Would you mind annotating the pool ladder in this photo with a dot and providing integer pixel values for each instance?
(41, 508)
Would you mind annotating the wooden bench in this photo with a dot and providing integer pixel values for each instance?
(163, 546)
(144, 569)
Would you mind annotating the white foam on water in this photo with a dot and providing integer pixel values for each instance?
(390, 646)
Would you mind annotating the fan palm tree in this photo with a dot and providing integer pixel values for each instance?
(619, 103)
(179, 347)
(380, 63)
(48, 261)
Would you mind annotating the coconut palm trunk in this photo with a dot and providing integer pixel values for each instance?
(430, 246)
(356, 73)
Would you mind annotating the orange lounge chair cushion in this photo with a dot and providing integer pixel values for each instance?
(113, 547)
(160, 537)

• Exercise requirements: Format all of the records above as a two-column CSV with the header row text,answer. Give one row per record, with the record's text and its answer each in one quoted field and any line breaks replaced by spaces.

• Written response:
text,answer
"Would you mind annotating the pool ladder in this photo with a dot and providing integer pixel values for each instance?","(41, 508)"
"Would you mind annotating the wooden bench in this photo with a dot and providing integer pixel values for each instance?","(163, 546) (144, 569)"
"Would you mind annotating the white foam on water in this photo with a dot and providing integer pixel values for each instance?","(390, 646)"
"Would you mind annotating the fan palm tree in this photo with a dot and providing integer pixel values for each instance?","(619, 103) (179, 347) (380, 63) (48, 261)"
"Would you mind annotating the coconut palm trunk in this photo with a dot and providing integer pixel values for each instance?","(430, 246) (356, 73)"
"Would you mind annotating the orange lounge chair cushion in this photo with a dot and providing integer pixel values for each instance?","(113, 547) (160, 537)"